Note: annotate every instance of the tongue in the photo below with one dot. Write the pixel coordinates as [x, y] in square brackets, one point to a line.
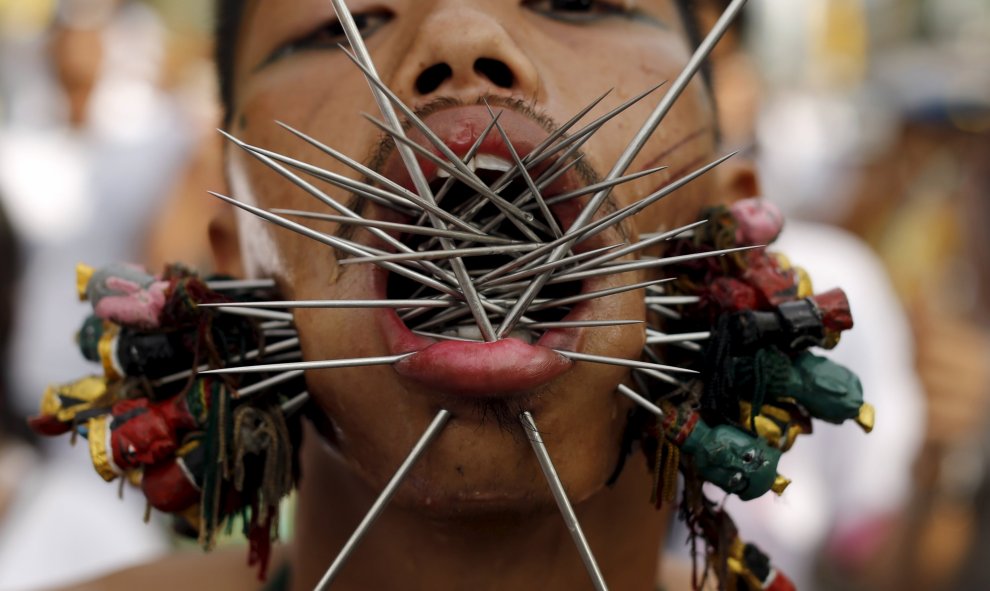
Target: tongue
[483, 369]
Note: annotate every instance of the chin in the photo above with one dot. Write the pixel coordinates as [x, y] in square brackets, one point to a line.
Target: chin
[482, 465]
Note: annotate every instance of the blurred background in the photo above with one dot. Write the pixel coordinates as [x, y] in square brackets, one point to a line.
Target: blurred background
[869, 121]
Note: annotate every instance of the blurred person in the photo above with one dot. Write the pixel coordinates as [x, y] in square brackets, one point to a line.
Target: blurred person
[485, 523]
[41, 493]
[85, 184]
[839, 495]
[81, 184]
[922, 203]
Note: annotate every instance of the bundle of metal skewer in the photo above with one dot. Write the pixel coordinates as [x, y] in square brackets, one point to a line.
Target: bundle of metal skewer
[482, 256]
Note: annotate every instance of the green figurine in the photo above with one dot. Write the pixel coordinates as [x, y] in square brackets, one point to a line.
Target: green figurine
[828, 391]
[726, 456]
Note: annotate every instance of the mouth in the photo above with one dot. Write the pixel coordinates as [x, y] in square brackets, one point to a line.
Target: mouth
[450, 354]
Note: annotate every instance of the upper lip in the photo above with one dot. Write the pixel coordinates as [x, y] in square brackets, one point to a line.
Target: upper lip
[460, 127]
[470, 368]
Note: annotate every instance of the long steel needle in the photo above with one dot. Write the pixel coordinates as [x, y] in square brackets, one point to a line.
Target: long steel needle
[428, 436]
[560, 495]
[625, 160]
[325, 364]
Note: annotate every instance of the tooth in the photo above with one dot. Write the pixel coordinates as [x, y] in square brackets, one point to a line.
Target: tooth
[492, 162]
[523, 335]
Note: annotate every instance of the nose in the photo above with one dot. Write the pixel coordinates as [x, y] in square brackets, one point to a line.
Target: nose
[462, 51]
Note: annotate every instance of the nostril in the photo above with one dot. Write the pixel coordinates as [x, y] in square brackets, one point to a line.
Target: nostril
[496, 71]
[431, 78]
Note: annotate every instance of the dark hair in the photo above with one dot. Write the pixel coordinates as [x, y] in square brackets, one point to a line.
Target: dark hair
[228, 22]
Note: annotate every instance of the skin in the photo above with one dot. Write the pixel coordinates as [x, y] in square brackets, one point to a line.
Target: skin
[475, 511]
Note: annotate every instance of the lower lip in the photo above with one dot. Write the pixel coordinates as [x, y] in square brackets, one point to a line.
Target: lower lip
[475, 370]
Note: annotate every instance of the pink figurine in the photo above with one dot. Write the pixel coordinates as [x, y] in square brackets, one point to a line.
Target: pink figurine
[127, 295]
[759, 222]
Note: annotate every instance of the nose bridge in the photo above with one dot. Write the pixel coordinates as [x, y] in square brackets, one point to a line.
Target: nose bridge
[462, 48]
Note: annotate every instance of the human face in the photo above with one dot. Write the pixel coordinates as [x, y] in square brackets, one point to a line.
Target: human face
[538, 64]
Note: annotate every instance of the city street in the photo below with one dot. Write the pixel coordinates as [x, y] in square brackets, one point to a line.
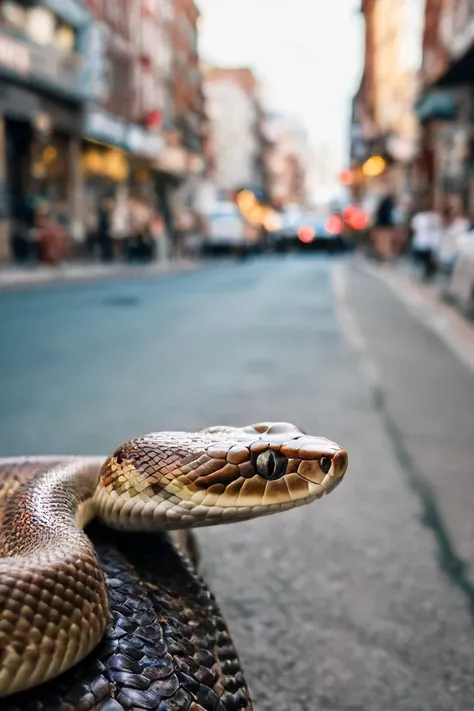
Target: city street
[360, 602]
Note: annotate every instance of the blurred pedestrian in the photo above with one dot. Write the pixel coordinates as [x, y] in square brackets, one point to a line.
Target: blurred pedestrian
[454, 225]
[426, 230]
[104, 236]
[385, 226]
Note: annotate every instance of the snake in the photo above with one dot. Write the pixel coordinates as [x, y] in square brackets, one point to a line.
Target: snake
[54, 600]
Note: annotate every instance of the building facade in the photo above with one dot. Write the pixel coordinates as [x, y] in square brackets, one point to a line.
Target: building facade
[42, 91]
[235, 127]
[106, 96]
[286, 160]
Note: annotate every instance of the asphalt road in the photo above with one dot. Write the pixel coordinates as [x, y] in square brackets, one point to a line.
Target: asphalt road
[361, 602]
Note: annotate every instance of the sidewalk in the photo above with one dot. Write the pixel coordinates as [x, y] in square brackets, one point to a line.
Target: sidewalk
[13, 277]
[426, 303]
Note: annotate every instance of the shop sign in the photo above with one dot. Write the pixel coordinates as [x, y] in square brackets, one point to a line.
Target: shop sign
[143, 143]
[463, 15]
[131, 137]
[105, 127]
[173, 160]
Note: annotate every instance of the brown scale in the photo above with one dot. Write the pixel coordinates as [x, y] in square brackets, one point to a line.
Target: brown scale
[167, 647]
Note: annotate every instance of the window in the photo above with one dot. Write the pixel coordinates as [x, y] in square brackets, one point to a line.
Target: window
[40, 25]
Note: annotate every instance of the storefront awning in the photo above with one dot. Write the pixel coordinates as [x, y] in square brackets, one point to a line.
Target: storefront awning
[70, 10]
[435, 106]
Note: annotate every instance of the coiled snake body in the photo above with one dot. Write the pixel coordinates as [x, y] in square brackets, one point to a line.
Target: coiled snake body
[54, 603]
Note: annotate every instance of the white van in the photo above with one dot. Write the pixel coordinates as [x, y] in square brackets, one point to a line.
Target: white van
[226, 228]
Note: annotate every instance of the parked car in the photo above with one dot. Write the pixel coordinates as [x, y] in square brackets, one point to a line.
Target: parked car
[226, 231]
[310, 233]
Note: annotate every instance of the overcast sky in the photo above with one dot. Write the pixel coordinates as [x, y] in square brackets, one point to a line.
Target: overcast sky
[307, 54]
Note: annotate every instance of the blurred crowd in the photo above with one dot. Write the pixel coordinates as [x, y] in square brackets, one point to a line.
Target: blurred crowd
[438, 241]
[112, 230]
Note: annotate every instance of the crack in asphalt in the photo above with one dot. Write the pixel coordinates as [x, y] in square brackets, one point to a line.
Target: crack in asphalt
[450, 563]
[448, 560]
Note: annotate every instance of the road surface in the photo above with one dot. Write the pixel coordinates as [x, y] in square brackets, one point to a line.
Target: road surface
[362, 601]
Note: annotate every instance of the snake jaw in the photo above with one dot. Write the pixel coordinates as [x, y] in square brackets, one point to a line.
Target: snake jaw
[218, 475]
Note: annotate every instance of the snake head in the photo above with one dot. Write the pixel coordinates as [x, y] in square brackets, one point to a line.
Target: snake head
[217, 475]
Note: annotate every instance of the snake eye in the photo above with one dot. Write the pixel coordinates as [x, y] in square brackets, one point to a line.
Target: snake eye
[271, 465]
[325, 464]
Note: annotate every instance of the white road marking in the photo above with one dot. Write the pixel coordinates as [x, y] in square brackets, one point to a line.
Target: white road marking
[351, 327]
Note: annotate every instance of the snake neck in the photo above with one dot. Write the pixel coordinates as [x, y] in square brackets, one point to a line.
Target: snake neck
[49, 507]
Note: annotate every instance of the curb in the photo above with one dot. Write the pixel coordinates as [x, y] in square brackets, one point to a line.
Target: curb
[69, 275]
[429, 309]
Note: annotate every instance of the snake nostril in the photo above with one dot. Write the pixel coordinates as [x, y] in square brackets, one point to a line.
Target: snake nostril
[340, 461]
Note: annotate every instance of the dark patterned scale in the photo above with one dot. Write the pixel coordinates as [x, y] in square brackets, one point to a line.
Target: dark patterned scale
[167, 649]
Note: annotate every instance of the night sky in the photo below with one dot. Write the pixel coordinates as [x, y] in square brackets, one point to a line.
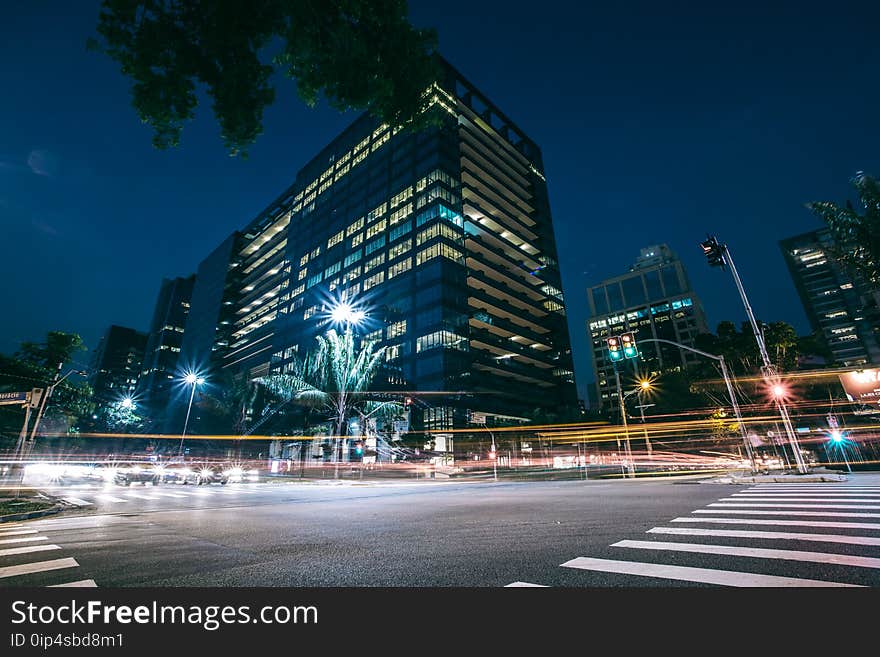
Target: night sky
[658, 122]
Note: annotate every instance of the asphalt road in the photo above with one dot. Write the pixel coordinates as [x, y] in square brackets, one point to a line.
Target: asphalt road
[482, 534]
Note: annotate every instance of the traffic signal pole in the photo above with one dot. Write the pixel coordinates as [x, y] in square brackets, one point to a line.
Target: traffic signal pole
[713, 249]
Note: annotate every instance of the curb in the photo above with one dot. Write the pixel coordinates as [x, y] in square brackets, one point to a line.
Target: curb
[31, 514]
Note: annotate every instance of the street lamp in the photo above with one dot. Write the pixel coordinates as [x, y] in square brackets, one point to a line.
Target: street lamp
[193, 380]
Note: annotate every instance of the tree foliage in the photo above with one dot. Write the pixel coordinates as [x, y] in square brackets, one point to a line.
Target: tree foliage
[332, 378]
[857, 236]
[361, 54]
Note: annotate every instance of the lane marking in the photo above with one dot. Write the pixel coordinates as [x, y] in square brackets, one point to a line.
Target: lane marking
[701, 575]
[797, 523]
[798, 499]
[524, 585]
[745, 533]
[89, 583]
[38, 567]
[760, 553]
[831, 514]
[25, 550]
[27, 539]
[111, 498]
[794, 506]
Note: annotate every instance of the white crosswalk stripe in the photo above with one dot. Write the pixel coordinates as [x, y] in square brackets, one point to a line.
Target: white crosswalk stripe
[37, 567]
[779, 522]
[793, 536]
[25, 539]
[700, 575]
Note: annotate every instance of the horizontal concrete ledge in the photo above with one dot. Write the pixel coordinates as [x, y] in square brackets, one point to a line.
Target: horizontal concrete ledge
[30, 514]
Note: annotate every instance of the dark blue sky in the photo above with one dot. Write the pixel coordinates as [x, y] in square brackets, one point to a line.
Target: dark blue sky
[658, 122]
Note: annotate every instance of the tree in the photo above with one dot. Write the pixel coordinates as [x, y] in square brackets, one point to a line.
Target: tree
[332, 377]
[35, 365]
[362, 54]
[857, 236]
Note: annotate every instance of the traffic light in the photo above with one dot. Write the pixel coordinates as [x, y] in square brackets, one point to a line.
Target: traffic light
[714, 252]
[614, 351]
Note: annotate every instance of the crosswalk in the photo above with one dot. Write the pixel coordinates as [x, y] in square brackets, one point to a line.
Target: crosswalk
[770, 535]
[30, 556]
[95, 496]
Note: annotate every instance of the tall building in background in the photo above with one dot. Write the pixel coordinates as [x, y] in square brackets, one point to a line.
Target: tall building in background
[444, 237]
[162, 353]
[833, 300]
[117, 363]
[653, 300]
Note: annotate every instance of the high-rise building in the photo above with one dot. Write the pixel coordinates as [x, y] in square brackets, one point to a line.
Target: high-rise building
[116, 364]
[160, 367]
[653, 300]
[834, 301]
[443, 236]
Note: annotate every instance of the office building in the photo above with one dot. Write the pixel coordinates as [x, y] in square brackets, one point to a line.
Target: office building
[653, 300]
[161, 371]
[834, 302]
[116, 364]
[443, 237]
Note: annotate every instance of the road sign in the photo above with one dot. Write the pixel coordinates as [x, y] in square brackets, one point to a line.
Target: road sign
[13, 398]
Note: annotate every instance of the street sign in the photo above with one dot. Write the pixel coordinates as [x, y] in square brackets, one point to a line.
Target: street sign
[13, 398]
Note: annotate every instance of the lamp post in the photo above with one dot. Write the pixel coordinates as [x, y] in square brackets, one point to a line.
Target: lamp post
[193, 380]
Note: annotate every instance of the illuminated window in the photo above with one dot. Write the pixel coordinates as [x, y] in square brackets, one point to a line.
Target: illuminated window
[396, 329]
[400, 247]
[374, 280]
[376, 228]
[372, 263]
[336, 239]
[399, 267]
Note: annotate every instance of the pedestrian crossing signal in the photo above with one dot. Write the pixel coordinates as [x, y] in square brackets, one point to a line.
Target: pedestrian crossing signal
[628, 342]
[614, 351]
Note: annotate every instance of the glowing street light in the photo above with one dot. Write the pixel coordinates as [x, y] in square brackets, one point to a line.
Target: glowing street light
[344, 313]
[193, 380]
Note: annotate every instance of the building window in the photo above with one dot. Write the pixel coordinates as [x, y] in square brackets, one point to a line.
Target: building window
[336, 239]
[396, 329]
[374, 280]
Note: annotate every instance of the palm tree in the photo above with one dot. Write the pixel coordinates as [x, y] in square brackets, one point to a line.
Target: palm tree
[332, 377]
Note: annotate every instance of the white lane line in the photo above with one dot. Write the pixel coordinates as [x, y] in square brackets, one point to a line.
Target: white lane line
[76, 501]
[775, 521]
[797, 499]
[794, 506]
[26, 539]
[802, 494]
[37, 567]
[760, 553]
[702, 575]
[83, 583]
[524, 585]
[823, 514]
[25, 550]
[744, 533]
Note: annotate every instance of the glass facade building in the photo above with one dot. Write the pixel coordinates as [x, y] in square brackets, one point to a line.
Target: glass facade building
[654, 300]
[833, 301]
[443, 237]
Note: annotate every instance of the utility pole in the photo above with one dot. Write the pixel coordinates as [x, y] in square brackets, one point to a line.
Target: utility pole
[719, 255]
[620, 396]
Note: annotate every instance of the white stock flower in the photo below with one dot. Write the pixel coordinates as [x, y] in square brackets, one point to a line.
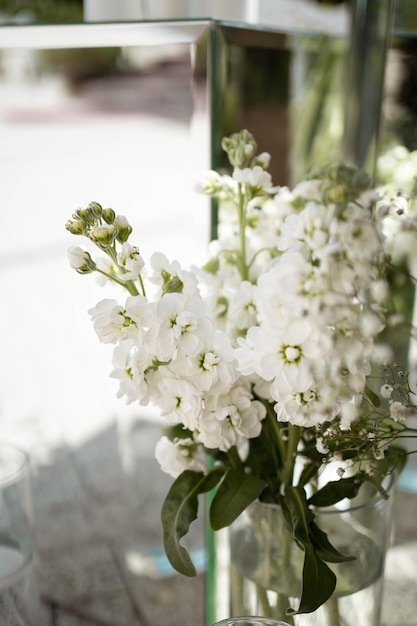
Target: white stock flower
[109, 321]
[179, 455]
[178, 326]
[130, 258]
[130, 363]
[179, 400]
[231, 418]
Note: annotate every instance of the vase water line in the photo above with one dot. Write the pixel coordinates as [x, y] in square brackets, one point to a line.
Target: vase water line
[266, 563]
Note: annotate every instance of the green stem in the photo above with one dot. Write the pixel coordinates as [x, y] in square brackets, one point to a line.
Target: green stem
[332, 609]
[234, 458]
[244, 273]
[272, 417]
[294, 434]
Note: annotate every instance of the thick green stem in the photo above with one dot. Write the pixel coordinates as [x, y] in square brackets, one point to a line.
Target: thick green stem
[244, 272]
[294, 434]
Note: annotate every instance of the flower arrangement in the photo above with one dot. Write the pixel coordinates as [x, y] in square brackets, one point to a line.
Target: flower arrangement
[267, 363]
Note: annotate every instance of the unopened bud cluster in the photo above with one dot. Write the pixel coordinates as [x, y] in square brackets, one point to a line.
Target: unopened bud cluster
[100, 225]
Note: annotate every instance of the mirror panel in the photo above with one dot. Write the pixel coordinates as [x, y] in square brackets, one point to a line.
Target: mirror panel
[113, 122]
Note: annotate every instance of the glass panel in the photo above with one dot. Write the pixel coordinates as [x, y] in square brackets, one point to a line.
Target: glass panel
[286, 89]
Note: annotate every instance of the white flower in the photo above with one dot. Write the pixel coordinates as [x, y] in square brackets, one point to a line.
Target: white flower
[231, 418]
[178, 326]
[130, 363]
[130, 258]
[110, 321]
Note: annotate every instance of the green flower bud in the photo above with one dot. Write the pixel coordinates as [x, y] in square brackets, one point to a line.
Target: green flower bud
[95, 209]
[103, 236]
[172, 284]
[81, 260]
[76, 227]
[123, 228]
[108, 216]
[240, 148]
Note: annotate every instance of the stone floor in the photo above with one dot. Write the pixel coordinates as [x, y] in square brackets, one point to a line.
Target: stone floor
[99, 554]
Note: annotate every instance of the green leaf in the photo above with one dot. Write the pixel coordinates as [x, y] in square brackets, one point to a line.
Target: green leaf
[319, 581]
[336, 490]
[236, 491]
[179, 509]
[324, 549]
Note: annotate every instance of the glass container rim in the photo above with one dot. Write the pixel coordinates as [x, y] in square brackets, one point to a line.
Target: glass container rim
[231, 621]
[335, 510]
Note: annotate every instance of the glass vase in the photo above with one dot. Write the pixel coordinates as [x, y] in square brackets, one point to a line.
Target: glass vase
[266, 563]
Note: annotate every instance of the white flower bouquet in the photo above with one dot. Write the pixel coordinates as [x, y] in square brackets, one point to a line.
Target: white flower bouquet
[266, 362]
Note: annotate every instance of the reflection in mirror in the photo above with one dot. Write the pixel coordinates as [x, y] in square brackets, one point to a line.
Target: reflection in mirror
[126, 127]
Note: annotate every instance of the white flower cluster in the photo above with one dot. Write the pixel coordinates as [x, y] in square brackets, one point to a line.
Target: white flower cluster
[290, 323]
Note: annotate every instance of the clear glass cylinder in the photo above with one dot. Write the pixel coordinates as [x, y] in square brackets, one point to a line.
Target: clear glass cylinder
[266, 563]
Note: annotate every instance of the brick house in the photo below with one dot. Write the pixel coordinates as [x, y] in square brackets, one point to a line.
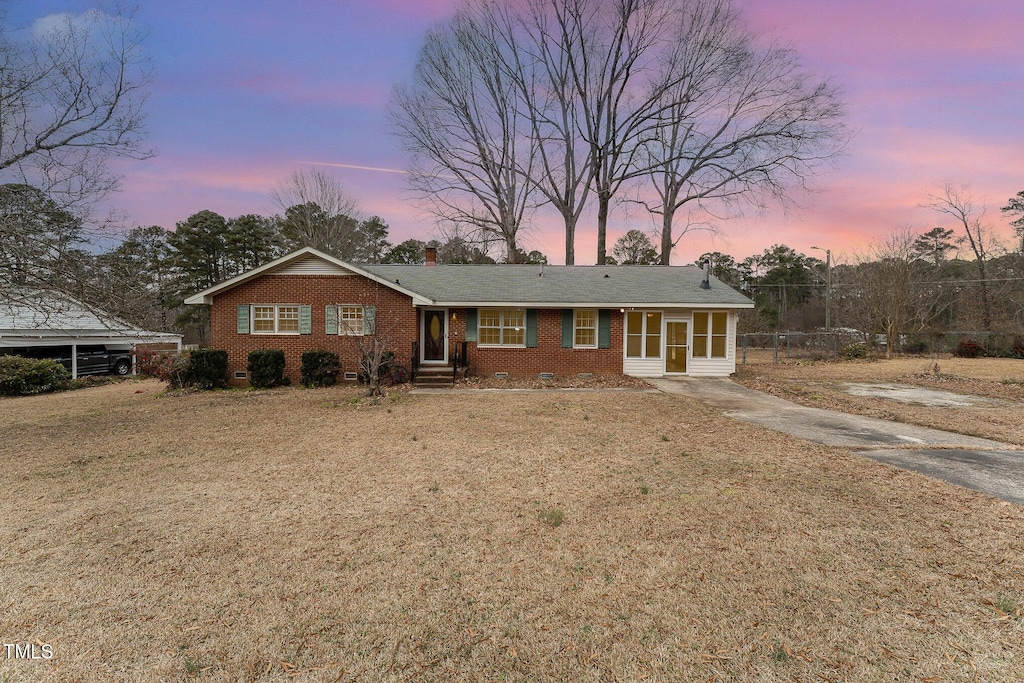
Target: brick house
[520, 319]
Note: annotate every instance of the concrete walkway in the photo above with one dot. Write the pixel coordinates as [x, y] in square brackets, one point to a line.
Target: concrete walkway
[980, 464]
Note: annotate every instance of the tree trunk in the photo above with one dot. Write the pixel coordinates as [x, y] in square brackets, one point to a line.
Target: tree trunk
[665, 258]
[510, 251]
[569, 240]
[603, 199]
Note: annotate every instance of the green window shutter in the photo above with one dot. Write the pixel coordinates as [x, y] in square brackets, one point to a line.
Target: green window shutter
[243, 317]
[604, 329]
[568, 318]
[530, 328]
[331, 317]
[369, 319]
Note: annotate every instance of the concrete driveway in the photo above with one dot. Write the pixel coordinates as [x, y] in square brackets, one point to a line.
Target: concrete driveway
[980, 464]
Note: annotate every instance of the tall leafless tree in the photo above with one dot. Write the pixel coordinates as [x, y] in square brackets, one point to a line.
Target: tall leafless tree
[470, 144]
[612, 90]
[72, 96]
[740, 122]
[317, 211]
[957, 203]
[886, 289]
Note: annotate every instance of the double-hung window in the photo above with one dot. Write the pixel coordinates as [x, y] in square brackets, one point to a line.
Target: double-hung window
[643, 334]
[349, 319]
[710, 332]
[275, 319]
[585, 329]
[502, 327]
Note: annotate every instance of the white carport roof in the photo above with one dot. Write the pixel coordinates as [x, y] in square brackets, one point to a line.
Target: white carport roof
[32, 317]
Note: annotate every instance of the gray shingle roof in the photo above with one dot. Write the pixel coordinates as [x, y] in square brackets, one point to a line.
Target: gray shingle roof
[584, 285]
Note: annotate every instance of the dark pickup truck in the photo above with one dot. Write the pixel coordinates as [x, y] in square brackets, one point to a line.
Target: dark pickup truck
[92, 358]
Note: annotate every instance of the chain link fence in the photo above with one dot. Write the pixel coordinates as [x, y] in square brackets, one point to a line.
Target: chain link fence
[771, 347]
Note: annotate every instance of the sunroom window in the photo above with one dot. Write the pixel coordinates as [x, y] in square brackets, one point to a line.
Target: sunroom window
[711, 331]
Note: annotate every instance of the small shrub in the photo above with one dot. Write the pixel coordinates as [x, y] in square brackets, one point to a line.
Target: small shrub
[968, 348]
[383, 371]
[916, 348]
[19, 377]
[205, 369]
[1017, 349]
[320, 369]
[209, 368]
[552, 517]
[853, 351]
[399, 374]
[266, 368]
[153, 364]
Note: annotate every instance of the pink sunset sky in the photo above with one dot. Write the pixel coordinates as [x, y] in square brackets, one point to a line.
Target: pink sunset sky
[248, 92]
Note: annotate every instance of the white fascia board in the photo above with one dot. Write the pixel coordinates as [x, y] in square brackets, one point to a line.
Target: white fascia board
[579, 304]
[206, 296]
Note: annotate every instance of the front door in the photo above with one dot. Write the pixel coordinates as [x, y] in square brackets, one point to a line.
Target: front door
[434, 335]
[675, 347]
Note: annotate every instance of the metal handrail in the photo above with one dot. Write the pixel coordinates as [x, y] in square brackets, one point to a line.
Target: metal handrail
[414, 364]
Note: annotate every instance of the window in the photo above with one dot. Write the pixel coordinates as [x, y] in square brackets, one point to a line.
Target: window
[710, 334]
[585, 329]
[502, 327]
[349, 319]
[275, 319]
[643, 334]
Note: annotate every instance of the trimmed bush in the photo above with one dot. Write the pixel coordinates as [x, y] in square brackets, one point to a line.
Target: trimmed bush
[854, 351]
[19, 377]
[320, 369]
[916, 347]
[209, 368]
[969, 348]
[266, 369]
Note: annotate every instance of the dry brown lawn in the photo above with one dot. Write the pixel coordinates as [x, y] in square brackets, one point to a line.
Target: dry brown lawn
[820, 384]
[308, 536]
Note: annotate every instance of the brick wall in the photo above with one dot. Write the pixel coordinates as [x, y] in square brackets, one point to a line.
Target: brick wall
[549, 356]
[396, 319]
[397, 322]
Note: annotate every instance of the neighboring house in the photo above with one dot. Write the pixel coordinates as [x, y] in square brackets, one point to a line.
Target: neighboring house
[43, 324]
[520, 319]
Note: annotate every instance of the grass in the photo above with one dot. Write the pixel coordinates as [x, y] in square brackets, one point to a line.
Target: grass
[289, 534]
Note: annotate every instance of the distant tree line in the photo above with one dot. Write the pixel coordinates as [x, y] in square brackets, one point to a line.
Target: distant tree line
[947, 279]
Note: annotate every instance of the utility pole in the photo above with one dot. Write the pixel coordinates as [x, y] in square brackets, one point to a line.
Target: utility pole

....

Search the listing above for the string "below" and return each line it appears on.

- _Solution for this exercise_:
Note: annotate every instance of the tongue in the photo below with one dot. Write the pixel coordinates as [x, y] in square brackets, one point to a line.
Note: annotate every instance of the city street in the photo below with one dot. Write the pixel coordinates as [x, y] in square brackets, one point to a line.
Note: annotate every instance of the night sky in the photo below with one dot. Write the pixel coordinates as [x, y] in square brackets, one point to a line.
Note: annotate every instance of the white stock flower in the photo below with one dot. Write the pixel coordinates as [x, y] in square brackets, one point to a line.
Note: annotate every instance of the brick house in the photo below with one dot. Write the pixel coordinates as [x, y] in square brackets, one point to a line.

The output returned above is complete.